┌─ Records for the exercise

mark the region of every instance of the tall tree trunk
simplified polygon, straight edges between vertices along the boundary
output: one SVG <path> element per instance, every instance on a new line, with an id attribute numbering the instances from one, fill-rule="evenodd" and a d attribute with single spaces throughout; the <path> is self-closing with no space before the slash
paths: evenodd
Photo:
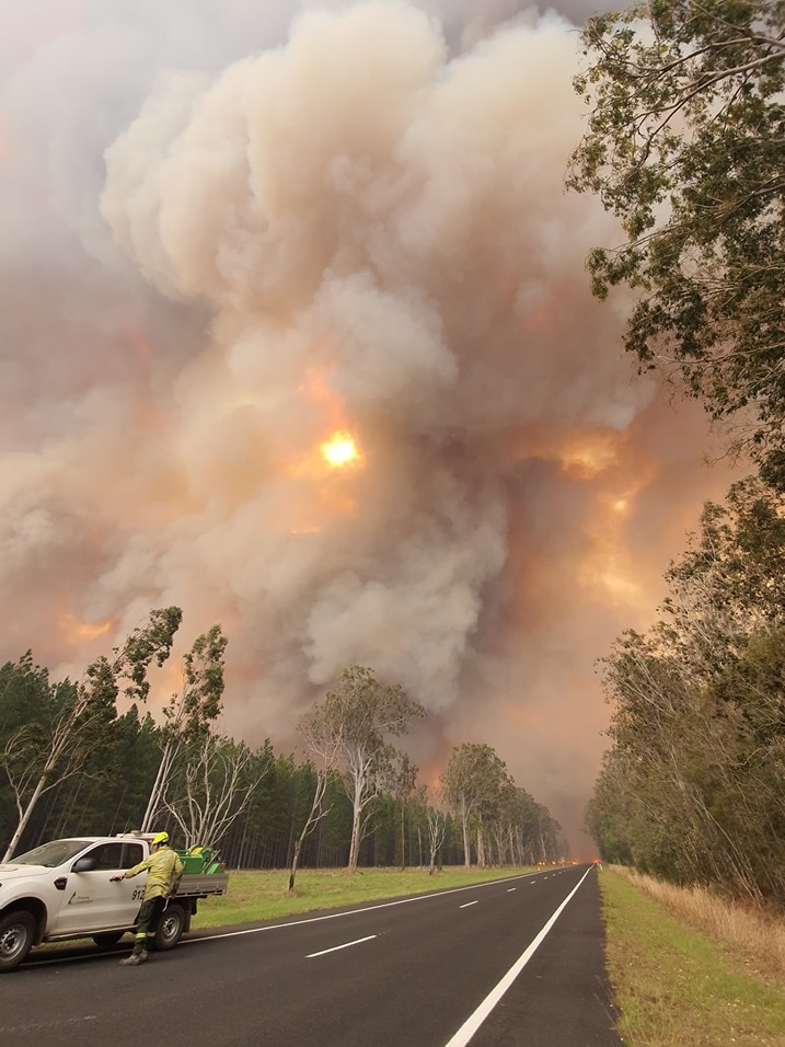
<path id="1" fill-rule="evenodd" d="M 38 784 L 35 786 L 35 790 L 33 791 L 33 795 L 30 797 L 27 802 L 27 806 L 24 808 L 24 810 L 20 808 L 19 825 L 14 829 L 13 836 L 11 837 L 11 842 L 5 849 L 5 853 L 3 854 L 3 862 L 8 862 L 9 859 L 12 856 L 13 852 L 16 850 L 16 844 L 19 843 L 22 837 L 22 833 L 24 832 L 27 826 L 27 822 L 30 821 L 31 815 L 33 814 L 33 809 L 35 805 L 38 803 L 41 794 L 44 792 L 45 784 L 46 784 L 46 775 L 42 774 L 41 778 L 38 779 Z"/>

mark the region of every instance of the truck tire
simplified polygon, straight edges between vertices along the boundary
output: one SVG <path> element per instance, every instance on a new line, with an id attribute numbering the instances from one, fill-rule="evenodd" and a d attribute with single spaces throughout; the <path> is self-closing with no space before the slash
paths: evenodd
<path id="1" fill-rule="evenodd" d="M 93 934 L 93 941 L 96 945 L 116 945 L 125 934 L 125 931 L 103 931 L 101 934 Z"/>
<path id="2" fill-rule="evenodd" d="M 185 909 L 178 901 L 170 901 L 155 932 L 155 948 L 174 948 L 185 930 Z"/>
<path id="3" fill-rule="evenodd" d="M 0 974 L 19 967 L 27 958 L 35 941 L 35 917 L 15 909 L 0 917 Z"/>

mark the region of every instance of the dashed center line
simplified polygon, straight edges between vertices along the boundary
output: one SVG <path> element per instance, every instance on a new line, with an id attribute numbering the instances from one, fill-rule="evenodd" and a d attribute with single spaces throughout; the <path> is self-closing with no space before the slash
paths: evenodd
<path id="1" fill-rule="evenodd" d="M 326 956 L 327 953 L 337 953 L 339 948 L 348 948 L 350 945 L 360 945 L 362 942 L 370 942 L 373 937 L 378 937 L 378 935 L 368 934 L 366 937 L 358 937 L 354 942 L 344 942 L 343 945 L 333 945 L 331 948 L 323 948 L 319 953 L 309 953 L 305 959 L 313 959 L 314 956 Z"/>

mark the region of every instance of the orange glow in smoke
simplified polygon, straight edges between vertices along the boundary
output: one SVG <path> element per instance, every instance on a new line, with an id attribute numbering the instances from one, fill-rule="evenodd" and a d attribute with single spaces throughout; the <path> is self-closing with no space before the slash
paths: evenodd
<path id="1" fill-rule="evenodd" d="M 60 618 L 60 628 L 68 643 L 81 644 L 105 636 L 115 624 L 113 618 L 105 622 L 82 622 L 74 614 L 66 613 Z"/>
<path id="2" fill-rule="evenodd" d="M 330 439 L 322 444 L 322 456 L 333 469 L 346 469 L 361 463 L 355 438 L 343 430 L 333 433 Z"/>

└─

Task directions
Can you convert all four entries above into a two-column CSV with the headers "instruction" and "response", one row per entry? Quote each field, replace line breaks with spaces, and leave the pictures out.

The completed task
instruction,response
"mark the region of every instance of the tall tree trunk simplified polygon, straight edges between vertices along the boundary output: one SVG <path> element per instance, every instance on a new line, with an id attribute numbering the instances from one, fill-rule=""evenodd"" and a d attribute with single spaces throughout; the <path> is self-closing with no space before the slash paths: evenodd Photo:","<path id=""1"" fill-rule=""evenodd"" d=""M 38 784 L 35 786 L 35 790 L 33 791 L 33 795 L 30 797 L 27 802 L 27 806 L 24 808 L 24 810 L 20 808 L 19 825 L 14 829 L 13 836 L 11 837 L 11 842 L 5 849 L 5 853 L 3 854 L 3 862 L 8 862 L 9 859 L 12 856 L 13 852 L 16 850 L 16 844 L 19 843 L 22 837 L 22 833 L 24 832 L 27 826 L 27 822 L 30 821 L 31 815 L 33 814 L 33 809 L 35 805 L 38 803 L 41 794 L 44 792 L 45 784 L 46 784 L 46 775 L 42 774 L 41 778 L 38 779 Z""/>"
"mark the region of every instance of the truck tire simplified polygon, straight edges between vertices along the boundary output: one SVG <path> element per instance, every instance on a new line, with an id attribute numbering the instances from one, fill-rule=""evenodd"" and a d attribute with single spaces throughout; the <path> is self-closing with no space before the slash paths: evenodd","<path id=""1"" fill-rule=""evenodd"" d=""M 93 934 L 93 941 L 96 945 L 116 945 L 125 934 L 125 931 L 103 931 L 101 934 Z""/> <path id=""2"" fill-rule=""evenodd"" d=""M 185 909 L 178 901 L 170 901 L 155 932 L 155 948 L 174 948 L 185 930 Z""/> <path id=""3"" fill-rule=""evenodd"" d=""M 0 974 L 19 967 L 27 958 L 35 941 L 35 917 L 15 909 L 0 917 Z""/>"
"mark the region of every instance of the dashed center line simplified polygon, straight edges between vertices along the boundary output: one SVG <path> element per instance, every instance on a new line, with an id attribute numbering the instances from one, fill-rule=""evenodd"" and a d attribute with single spaces throughout; the <path> is self-closing with no space before the slash paths: evenodd","<path id=""1"" fill-rule=""evenodd"" d=""M 326 956 L 327 953 L 337 953 L 339 948 L 348 948 L 350 945 L 360 945 L 362 942 L 370 942 L 373 937 L 378 937 L 378 935 L 368 934 L 366 937 L 358 937 L 354 942 L 344 942 L 343 945 L 333 945 L 331 948 L 323 948 L 319 953 L 309 953 L 305 959 L 313 959 L 314 956 Z""/>"
"mark the region of every instance of the orange glow in smoke simplified polygon, straight edges between vertices along the boundary output: one SVG <path> element per instance, every instance on a new line, with an id attribute numbering the instances from one, fill-rule=""evenodd"" and a d attribute with single spaces throughout; the <path> is self-closing with no space before the slash paths: evenodd","<path id=""1"" fill-rule=""evenodd"" d=""M 60 618 L 60 628 L 68 643 L 81 644 L 105 636 L 115 624 L 113 618 L 105 622 L 82 622 L 74 614 L 66 613 Z""/> <path id=""2"" fill-rule=""evenodd"" d=""M 330 439 L 322 444 L 322 456 L 333 469 L 346 469 L 361 463 L 355 438 L 343 430 L 333 433 Z""/>"